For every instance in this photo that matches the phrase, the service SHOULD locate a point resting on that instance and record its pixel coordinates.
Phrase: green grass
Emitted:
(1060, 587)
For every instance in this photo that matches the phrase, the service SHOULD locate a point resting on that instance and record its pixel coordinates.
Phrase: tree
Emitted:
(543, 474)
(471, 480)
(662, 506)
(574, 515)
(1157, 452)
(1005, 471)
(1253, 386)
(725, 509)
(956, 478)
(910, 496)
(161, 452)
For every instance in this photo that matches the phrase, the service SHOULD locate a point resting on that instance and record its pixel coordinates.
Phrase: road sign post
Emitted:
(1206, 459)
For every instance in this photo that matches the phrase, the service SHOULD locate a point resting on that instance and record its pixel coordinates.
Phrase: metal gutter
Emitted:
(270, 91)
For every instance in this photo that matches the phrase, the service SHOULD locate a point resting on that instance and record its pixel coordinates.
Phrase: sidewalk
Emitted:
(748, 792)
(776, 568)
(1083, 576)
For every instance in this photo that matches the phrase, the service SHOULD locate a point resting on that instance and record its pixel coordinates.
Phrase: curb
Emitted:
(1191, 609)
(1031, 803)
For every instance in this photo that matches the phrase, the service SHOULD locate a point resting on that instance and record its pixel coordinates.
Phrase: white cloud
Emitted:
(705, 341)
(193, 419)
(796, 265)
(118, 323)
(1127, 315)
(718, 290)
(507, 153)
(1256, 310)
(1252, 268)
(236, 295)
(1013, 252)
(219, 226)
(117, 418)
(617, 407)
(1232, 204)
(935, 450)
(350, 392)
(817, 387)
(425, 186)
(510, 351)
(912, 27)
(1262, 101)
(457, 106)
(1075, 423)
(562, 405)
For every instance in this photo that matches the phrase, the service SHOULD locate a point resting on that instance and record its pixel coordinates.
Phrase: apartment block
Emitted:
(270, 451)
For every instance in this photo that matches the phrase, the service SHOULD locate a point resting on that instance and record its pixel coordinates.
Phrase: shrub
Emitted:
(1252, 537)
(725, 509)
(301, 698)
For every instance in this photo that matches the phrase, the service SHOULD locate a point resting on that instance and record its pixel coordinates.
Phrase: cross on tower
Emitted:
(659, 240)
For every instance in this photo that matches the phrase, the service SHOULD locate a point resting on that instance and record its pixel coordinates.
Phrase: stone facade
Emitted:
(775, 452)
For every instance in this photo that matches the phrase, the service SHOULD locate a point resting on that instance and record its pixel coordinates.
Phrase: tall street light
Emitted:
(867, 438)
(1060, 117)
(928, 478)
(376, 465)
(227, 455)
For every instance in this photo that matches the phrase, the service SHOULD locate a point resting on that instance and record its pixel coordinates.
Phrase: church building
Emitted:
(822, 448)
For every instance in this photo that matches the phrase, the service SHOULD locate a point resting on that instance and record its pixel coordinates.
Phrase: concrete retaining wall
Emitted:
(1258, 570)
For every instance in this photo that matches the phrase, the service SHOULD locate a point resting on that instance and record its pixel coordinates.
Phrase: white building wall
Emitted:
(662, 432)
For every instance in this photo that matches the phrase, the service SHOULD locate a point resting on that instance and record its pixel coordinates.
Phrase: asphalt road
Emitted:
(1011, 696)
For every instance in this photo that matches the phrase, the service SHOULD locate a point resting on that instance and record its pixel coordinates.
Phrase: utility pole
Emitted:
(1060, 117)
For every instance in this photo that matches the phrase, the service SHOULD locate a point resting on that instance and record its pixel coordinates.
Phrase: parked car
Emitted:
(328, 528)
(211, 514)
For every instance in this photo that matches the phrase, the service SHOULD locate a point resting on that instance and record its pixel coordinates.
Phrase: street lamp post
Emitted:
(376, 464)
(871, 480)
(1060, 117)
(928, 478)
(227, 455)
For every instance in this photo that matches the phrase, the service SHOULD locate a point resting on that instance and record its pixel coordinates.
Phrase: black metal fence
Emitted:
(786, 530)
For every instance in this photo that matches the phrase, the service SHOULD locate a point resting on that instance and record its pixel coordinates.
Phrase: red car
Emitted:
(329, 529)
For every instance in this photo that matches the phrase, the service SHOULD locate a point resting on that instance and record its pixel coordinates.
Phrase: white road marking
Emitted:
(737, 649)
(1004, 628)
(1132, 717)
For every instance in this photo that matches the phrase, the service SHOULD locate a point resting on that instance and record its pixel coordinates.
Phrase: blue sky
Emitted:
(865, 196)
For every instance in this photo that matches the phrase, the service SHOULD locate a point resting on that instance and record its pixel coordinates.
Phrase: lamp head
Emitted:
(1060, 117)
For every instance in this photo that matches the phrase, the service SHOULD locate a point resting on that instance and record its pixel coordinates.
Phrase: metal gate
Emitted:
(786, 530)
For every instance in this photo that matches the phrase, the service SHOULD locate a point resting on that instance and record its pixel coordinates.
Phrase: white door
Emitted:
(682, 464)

AIM:
Switch "Emitted" to "Output" and write out everything from the start of the data down to the line with "(1031, 803)", leaving the rest unchanged.

TASK OUTPUT:
For every instance in this photo that matches the phrase, the service SHOULD locate a point resting on that instance and record its pixel coordinates.
Phrase: green grass
Output:
(1060, 587)
For every instance in this photo that matches the phrase, the service SHOULD locate a point resting on that instance and record its pixel coordinates.
Phrase: tree
Output:
(543, 474)
(471, 480)
(662, 506)
(574, 515)
(1157, 452)
(1005, 471)
(1253, 386)
(725, 509)
(956, 478)
(910, 496)
(161, 452)
For every instance in this photo that matches the phrase, the service SHOULD locate a point resting on that instance and record its pixel coordinates.
Phrase: road sign post
Output:
(1206, 459)
For every instance in this photo that matches the phrase, the service SHOULD locate a point resting on that instance and record its pixel coordinates.
Phrase: metal gutter
Output:
(270, 91)
For every instance in this photo that matches the phrase, the service SHOULD locate a point resting on that instance and record its pixel coordinates.
Phrase: sidewalk
Output:
(748, 792)
(776, 568)
(1083, 576)
For every instance in this photo that matches the phrase, the service SHOULD locate a point resting on that instance and record its pixel coordinates.
Phrase: curb
Output:
(1191, 609)
(1031, 803)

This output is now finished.